> _ASSIGNMENT_
Look for the line containing "Target: wooden pillar" and the line containing "Target: black upper wall section" in the entries below. Copy those two and all lines between them exactly, leaving out pictures.

> _THE DATA_
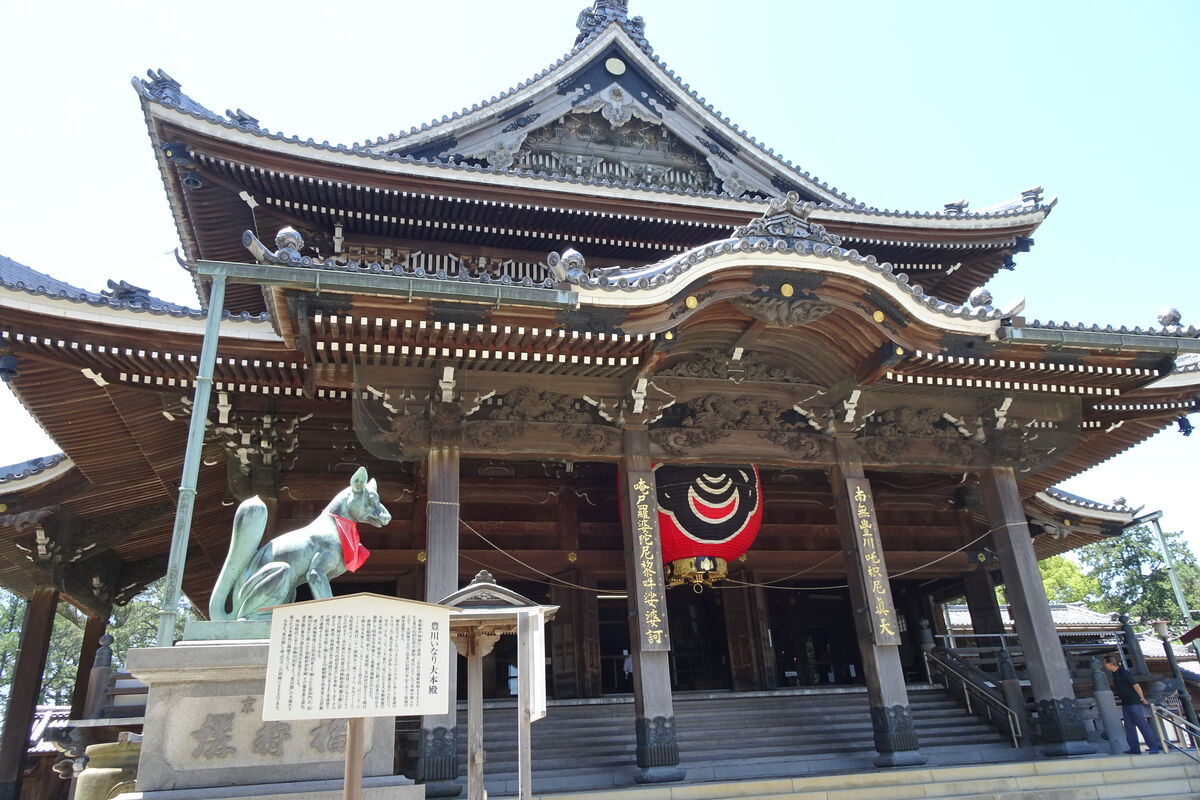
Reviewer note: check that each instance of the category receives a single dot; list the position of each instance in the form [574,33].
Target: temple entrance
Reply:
[616,665]
[814,638]
[699,651]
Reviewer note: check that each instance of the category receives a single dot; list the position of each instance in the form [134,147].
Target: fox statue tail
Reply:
[249,524]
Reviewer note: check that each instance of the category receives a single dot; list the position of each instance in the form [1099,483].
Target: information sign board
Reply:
[358,656]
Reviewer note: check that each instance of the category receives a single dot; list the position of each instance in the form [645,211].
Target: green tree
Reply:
[1067,583]
[133,625]
[1133,577]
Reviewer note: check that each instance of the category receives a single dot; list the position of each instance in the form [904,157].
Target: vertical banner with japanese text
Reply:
[647,593]
[873,572]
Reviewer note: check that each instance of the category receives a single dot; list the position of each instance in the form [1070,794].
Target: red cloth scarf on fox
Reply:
[353,552]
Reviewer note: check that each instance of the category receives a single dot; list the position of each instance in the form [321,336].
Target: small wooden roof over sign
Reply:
[484,593]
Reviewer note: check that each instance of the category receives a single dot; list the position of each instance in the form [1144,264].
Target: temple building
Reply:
[552,326]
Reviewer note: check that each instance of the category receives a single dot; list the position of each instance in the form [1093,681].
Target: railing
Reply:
[1185,732]
[975,684]
[1075,647]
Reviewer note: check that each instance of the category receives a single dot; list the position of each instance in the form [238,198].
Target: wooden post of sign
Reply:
[475,755]
[352,788]
[525,707]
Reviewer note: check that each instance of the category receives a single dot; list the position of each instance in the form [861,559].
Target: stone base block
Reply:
[900,758]
[199,630]
[373,788]
[204,729]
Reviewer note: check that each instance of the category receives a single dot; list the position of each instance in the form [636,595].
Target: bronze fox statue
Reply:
[256,578]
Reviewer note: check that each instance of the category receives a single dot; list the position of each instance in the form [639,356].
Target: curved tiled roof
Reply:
[16,276]
[1167,330]
[29,467]
[783,229]
[165,90]
[1091,505]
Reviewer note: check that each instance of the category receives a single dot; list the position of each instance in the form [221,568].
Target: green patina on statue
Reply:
[256,578]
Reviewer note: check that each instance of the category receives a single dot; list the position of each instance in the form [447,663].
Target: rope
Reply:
[528,566]
[769,584]
[891,577]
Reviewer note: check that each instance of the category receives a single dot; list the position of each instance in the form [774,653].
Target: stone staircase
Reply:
[1108,777]
[589,745]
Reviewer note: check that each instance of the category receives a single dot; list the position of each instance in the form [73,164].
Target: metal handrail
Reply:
[1183,729]
[972,686]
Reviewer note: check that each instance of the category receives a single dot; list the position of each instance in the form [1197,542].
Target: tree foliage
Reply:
[1067,583]
[1132,575]
[133,625]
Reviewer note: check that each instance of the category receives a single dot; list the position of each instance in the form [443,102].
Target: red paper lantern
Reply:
[708,516]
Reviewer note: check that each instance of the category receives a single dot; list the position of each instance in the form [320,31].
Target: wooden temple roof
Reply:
[749,306]
[803,326]
[454,188]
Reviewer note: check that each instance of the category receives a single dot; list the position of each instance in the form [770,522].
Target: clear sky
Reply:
[904,106]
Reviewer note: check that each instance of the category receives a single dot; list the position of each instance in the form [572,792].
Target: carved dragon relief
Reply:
[525,410]
[712,417]
[897,435]
[783,312]
[717,365]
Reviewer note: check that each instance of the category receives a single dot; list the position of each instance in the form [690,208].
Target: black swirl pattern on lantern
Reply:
[708,504]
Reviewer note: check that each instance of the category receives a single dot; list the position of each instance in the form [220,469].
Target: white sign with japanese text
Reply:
[358,656]
[532,660]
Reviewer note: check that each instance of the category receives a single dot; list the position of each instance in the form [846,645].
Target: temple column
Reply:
[437,765]
[742,635]
[658,750]
[875,618]
[25,687]
[91,632]
[1060,722]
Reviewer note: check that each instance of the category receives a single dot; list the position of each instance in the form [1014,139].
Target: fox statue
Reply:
[256,578]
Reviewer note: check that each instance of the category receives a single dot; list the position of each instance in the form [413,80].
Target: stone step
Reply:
[772,728]
[1110,777]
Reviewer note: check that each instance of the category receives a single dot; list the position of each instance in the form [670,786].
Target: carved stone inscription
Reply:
[220,733]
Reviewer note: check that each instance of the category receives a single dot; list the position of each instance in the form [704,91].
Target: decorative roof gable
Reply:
[610,110]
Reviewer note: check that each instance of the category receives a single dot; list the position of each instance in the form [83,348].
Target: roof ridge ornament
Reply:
[787,218]
[288,242]
[601,13]
[126,292]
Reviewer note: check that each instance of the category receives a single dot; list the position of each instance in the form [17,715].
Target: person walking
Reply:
[1133,708]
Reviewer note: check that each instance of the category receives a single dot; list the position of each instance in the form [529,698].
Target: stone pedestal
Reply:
[204,734]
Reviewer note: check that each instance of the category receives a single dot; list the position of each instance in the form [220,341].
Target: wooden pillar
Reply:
[564,639]
[588,633]
[658,749]
[25,689]
[762,620]
[91,632]
[437,764]
[875,619]
[1060,723]
[742,636]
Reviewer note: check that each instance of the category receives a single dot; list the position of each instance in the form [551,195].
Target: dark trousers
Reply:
[1135,720]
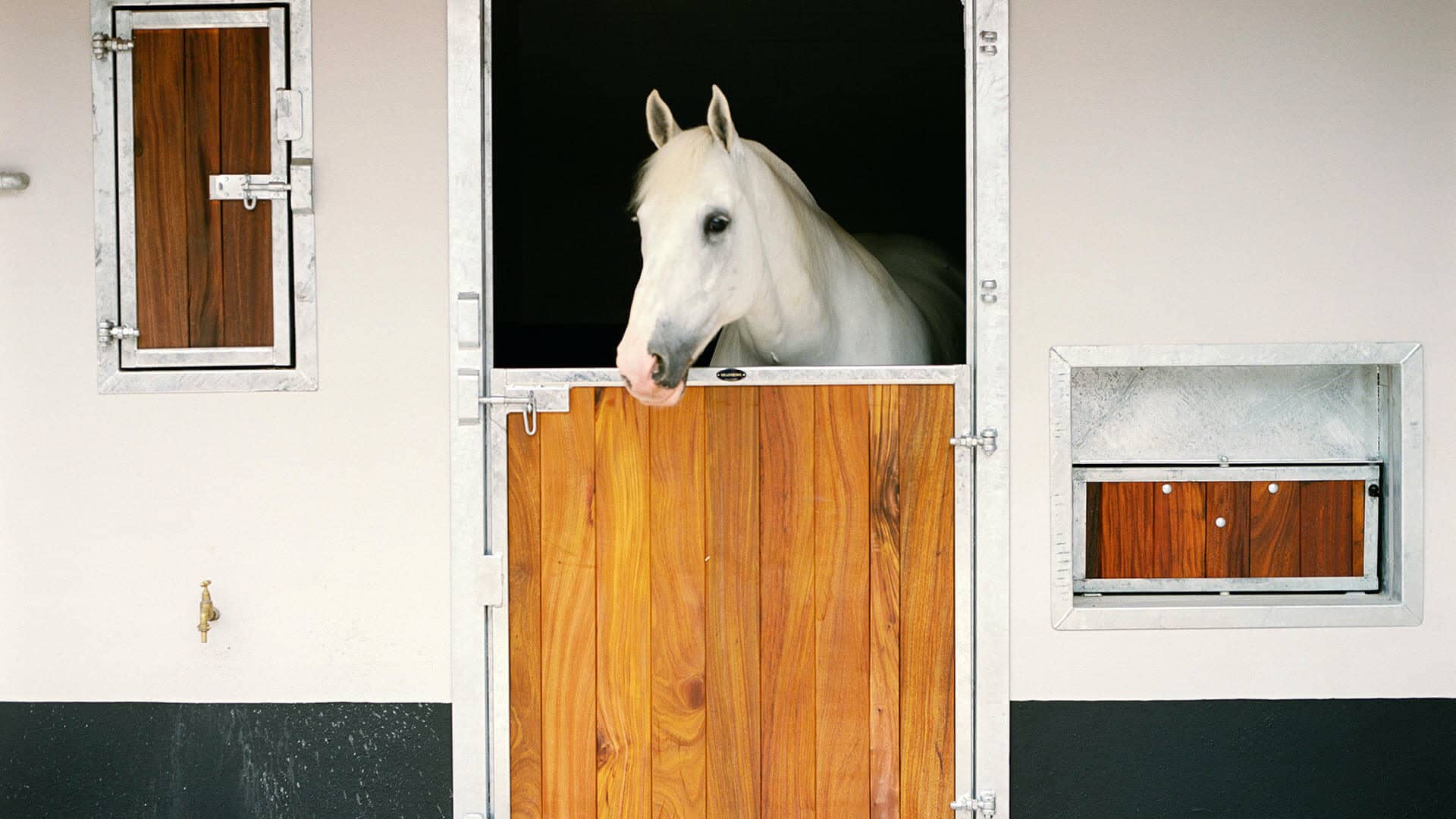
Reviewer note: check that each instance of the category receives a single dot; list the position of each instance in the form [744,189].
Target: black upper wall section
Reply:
[864,99]
[1235,758]
[220,761]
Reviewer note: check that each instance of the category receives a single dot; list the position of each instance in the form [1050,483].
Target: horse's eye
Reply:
[715,223]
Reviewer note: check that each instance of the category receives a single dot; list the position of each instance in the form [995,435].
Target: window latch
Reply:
[109,331]
[246,187]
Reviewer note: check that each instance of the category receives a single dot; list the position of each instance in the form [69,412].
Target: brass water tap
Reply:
[209,611]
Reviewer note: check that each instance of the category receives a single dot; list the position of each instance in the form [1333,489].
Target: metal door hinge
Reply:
[983,805]
[491,580]
[108,331]
[986,441]
[104,44]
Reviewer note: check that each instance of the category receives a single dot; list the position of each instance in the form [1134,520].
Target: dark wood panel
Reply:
[161,180]
[623,607]
[1274,529]
[1126,539]
[884,601]
[1178,529]
[842,599]
[786,598]
[568,626]
[679,608]
[1324,529]
[246,148]
[927,583]
[1228,545]
[525,556]
[733,602]
[1357,494]
[204,226]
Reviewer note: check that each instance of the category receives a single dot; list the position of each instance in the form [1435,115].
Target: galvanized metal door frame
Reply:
[291,362]
[479,621]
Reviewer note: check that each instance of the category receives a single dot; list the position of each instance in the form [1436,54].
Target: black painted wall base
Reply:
[1235,758]
[221,761]
[1204,760]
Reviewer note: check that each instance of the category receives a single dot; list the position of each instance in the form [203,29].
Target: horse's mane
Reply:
[676,164]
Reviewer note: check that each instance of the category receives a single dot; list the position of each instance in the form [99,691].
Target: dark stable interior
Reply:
[864,99]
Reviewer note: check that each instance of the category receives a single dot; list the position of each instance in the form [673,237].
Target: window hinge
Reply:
[104,44]
[986,441]
[108,331]
[982,806]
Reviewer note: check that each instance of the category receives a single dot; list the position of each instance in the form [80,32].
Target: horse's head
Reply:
[699,270]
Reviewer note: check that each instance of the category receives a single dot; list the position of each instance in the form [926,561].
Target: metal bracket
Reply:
[983,805]
[104,44]
[986,441]
[248,187]
[109,331]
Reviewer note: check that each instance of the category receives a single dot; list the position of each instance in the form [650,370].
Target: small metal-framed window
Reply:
[218,149]
[1331,430]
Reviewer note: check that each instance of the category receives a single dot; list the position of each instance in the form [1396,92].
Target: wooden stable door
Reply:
[739,607]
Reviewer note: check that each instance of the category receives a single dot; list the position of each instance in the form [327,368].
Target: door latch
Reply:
[108,331]
[986,441]
[982,806]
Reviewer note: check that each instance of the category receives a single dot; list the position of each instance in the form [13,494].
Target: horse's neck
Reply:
[813,271]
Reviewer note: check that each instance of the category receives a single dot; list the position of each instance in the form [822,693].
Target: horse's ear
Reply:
[660,124]
[720,121]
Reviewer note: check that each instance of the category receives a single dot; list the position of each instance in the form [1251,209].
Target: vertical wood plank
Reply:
[568,615]
[1228,545]
[927,586]
[161,181]
[1274,529]
[1357,490]
[679,610]
[1094,531]
[246,148]
[1128,531]
[1324,529]
[786,599]
[884,601]
[623,608]
[733,602]
[842,599]
[525,558]
[1180,531]
[204,228]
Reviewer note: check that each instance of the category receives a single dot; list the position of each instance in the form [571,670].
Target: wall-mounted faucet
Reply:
[209,613]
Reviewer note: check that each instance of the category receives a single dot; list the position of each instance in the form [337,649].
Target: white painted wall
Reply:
[1258,171]
[321,518]
[1241,171]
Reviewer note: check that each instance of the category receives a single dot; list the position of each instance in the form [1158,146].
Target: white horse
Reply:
[733,241]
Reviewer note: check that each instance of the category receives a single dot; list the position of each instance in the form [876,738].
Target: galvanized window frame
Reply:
[1391,592]
[479,627]
[291,362]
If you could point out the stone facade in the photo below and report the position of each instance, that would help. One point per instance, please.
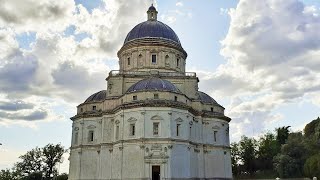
(152, 132)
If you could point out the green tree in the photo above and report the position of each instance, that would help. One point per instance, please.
(52, 155)
(282, 134)
(247, 154)
(310, 128)
(267, 149)
(289, 162)
(235, 158)
(312, 166)
(30, 163)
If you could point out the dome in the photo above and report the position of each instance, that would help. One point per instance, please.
(153, 83)
(98, 96)
(205, 98)
(152, 29)
(152, 8)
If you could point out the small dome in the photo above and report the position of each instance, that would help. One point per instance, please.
(205, 98)
(98, 96)
(152, 8)
(152, 29)
(153, 83)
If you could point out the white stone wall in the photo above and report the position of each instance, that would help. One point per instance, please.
(133, 156)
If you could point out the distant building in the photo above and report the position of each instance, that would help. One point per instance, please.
(151, 122)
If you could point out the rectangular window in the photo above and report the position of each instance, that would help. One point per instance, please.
(75, 138)
(134, 98)
(155, 128)
(215, 136)
(132, 129)
(91, 136)
(178, 129)
(154, 59)
(117, 132)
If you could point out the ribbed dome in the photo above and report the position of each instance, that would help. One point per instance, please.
(205, 98)
(152, 29)
(98, 96)
(153, 83)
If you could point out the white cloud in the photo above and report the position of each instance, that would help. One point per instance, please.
(271, 50)
(34, 15)
(179, 4)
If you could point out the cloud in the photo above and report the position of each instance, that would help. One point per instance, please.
(35, 115)
(16, 105)
(179, 4)
(271, 50)
(66, 61)
(33, 15)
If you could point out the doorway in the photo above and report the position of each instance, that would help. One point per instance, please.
(155, 172)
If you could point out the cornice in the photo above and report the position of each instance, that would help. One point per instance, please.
(152, 42)
(153, 103)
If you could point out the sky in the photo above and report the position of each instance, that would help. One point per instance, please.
(259, 59)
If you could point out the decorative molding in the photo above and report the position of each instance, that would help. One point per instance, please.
(215, 127)
(196, 150)
(91, 127)
(132, 119)
(156, 147)
(205, 122)
(156, 118)
(179, 120)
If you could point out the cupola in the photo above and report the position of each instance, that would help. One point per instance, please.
(152, 13)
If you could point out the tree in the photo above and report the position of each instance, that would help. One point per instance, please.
(8, 175)
(235, 158)
(39, 163)
(312, 166)
(52, 155)
(31, 163)
(247, 153)
(282, 134)
(310, 128)
(63, 176)
(289, 162)
(268, 148)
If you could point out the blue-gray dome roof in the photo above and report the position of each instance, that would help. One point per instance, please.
(98, 96)
(152, 29)
(152, 8)
(205, 98)
(153, 83)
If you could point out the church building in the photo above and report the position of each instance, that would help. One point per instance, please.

> _TASK RESPONSE_
Target: wooden pillar
Reply:
[564,639]
[588,633]
[658,749]
[25,689]
[762,620]
[91,632]
[437,764]
[875,619]
[1060,723]
[742,636]
Reviewer note: check that each instance of the category receives a single dot; list the position of each instance in the form [551,195].
Target: dark trousers
Reply:
[1135,720]
Reviewer note: check that each instance of the category receives a single dot; list the position of each instance in the form [744,189].
Target: black upper wall section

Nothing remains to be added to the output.